* What you are asked to do
Give the listing below as a numbered list, starting at the line that contains "In the picture above, where can the parade" and going down to its last line, both included. Leave out blank lines.

* Data to use
▬▬▬▬▬▬▬▬▬▬
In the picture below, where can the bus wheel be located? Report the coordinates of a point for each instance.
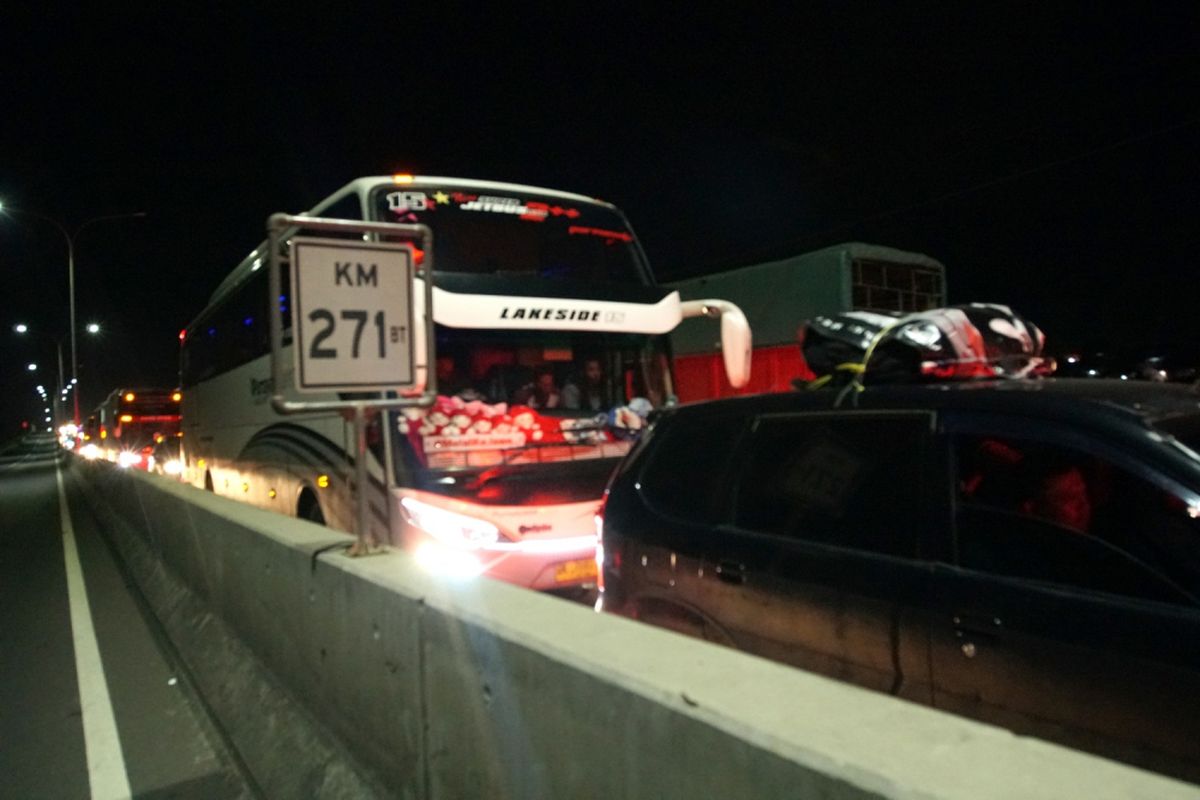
(310, 509)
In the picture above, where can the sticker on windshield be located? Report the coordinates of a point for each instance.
(402, 202)
(611, 235)
(529, 211)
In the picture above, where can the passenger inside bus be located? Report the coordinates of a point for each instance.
(541, 392)
(588, 389)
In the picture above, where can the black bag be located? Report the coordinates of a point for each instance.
(957, 342)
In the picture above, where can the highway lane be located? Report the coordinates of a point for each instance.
(91, 701)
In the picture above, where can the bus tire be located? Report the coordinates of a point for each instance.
(309, 507)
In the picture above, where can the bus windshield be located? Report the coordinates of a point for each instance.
(511, 403)
(517, 233)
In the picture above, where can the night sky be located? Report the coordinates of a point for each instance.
(1048, 156)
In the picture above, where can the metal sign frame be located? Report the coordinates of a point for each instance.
(276, 224)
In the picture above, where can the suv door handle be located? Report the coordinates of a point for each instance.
(971, 627)
(731, 572)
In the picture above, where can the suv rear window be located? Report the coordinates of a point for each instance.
(687, 476)
(853, 480)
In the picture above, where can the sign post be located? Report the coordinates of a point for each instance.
(353, 317)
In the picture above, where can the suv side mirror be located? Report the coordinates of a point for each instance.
(736, 336)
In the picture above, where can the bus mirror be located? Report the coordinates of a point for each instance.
(736, 343)
(736, 336)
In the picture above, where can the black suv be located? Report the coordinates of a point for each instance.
(1026, 552)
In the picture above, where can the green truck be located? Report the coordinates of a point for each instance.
(779, 296)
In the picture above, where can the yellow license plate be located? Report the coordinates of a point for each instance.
(577, 570)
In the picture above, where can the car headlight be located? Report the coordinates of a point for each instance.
(449, 527)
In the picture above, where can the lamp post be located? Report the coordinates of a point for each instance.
(22, 329)
(70, 238)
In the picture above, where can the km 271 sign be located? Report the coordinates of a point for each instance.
(352, 314)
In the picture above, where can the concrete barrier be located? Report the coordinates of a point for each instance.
(340, 677)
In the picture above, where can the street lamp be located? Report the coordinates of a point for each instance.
(63, 386)
(71, 238)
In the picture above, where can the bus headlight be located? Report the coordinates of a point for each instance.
(449, 527)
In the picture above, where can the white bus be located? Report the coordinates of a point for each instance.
(552, 348)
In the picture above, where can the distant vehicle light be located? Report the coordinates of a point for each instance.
(450, 527)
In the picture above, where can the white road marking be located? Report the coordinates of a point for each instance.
(106, 762)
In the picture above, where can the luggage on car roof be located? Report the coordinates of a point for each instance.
(967, 341)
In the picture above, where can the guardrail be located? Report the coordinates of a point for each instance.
(340, 677)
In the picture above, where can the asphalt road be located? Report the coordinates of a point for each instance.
(91, 701)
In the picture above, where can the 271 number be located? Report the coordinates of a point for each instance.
(355, 316)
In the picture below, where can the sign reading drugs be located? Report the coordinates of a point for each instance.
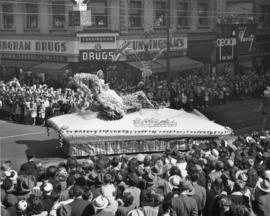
(225, 49)
(42, 46)
(96, 55)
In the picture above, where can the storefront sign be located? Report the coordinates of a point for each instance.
(34, 57)
(97, 39)
(225, 49)
(246, 39)
(96, 55)
(245, 35)
(38, 50)
(137, 45)
(141, 55)
(37, 46)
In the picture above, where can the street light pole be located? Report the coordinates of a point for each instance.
(168, 40)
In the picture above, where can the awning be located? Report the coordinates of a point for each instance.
(176, 64)
(49, 67)
(20, 64)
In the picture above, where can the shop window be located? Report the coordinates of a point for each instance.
(32, 16)
(99, 13)
(160, 13)
(265, 16)
(58, 13)
(203, 14)
(135, 13)
(8, 18)
(182, 13)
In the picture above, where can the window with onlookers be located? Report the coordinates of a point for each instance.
(182, 13)
(58, 13)
(203, 14)
(160, 13)
(32, 16)
(8, 18)
(135, 13)
(99, 13)
(265, 16)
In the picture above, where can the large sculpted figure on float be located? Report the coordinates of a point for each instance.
(109, 104)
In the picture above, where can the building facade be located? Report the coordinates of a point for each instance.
(50, 35)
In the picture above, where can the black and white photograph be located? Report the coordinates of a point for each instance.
(135, 107)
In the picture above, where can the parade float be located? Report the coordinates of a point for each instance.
(129, 124)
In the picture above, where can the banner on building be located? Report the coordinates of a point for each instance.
(225, 49)
(80, 18)
(245, 35)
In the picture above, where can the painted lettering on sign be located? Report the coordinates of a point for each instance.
(176, 43)
(46, 46)
(246, 38)
(102, 55)
(34, 57)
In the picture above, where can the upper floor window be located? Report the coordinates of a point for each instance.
(8, 19)
(58, 13)
(182, 13)
(32, 16)
(135, 13)
(265, 16)
(203, 14)
(160, 13)
(99, 13)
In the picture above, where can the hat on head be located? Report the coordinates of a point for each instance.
(23, 187)
(63, 210)
(150, 178)
(140, 157)
(157, 170)
(133, 178)
(136, 212)
(100, 202)
(22, 205)
(47, 187)
(11, 200)
(175, 181)
(264, 186)
(3, 194)
(241, 176)
(215, 152)
(186, 185)
(29, 153)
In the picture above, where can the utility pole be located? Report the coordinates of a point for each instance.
(168, 39)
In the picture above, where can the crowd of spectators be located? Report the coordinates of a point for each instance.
(33, 104)
(217, 178)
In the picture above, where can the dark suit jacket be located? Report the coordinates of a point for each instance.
▬▬▬▬▬▬▬▬▬▬
* Response below
1. In the picture above, where can the parade float be located? Report the coordinates of a point for each instance.
2. (129, 124)
3. In the picture above, where can the banner on building be located? Report the coordinates of a point for each instance.
4. (225, 49)
5. (80, 18)
6. (245, 35)
7. In the picture above, where can the painted lettering on sign be located? Report the coordinates of a point for each instance.
8. (176, 43)
9. (46, 46)
10. (246, 38)
11. (102, 55)
12. (34, 57)
13. In the picture above, where can the upper floor window be located? Report the coordinates of a point for each instance.
14. (8, 19)
15. (58, 13)
16. (182, 13)
17. (32, 16)
18. (135, 13)
19. (265, 16)
20. (203, 14)
21. (160, 13)
22. (99, 13)
23. In the picture above, where can the hat on head be located? Report the coordinates of a point for each instance.
24. (23, 187)
25. (63, 210)
26. (150, 178)
27. (140, 157)
28. (157, 170)
29. (133, 178)
30. (136, 212)
31. (100, 202)
32. (22, 205)
33. (47, 187)
34. (11, 200)
35. (175, 181)
36. (264, 186)
37. (3, 194)
38. (241, 176)
39. (215, 152)
40. (186, 185)
41. (29, 153)
42. In the picture above, where can the utility pole be located? Report the coordinates of a point for each instance.
43. (168, 39)
44. In the picture above, where can the crowd of spectators be located? Report the coordinates of a point for each instance.
45. (33, 104)
46. (217, 178)
47. In the picture above, where can the dark suit jacket be located? Report the coordinates of a point for each instance.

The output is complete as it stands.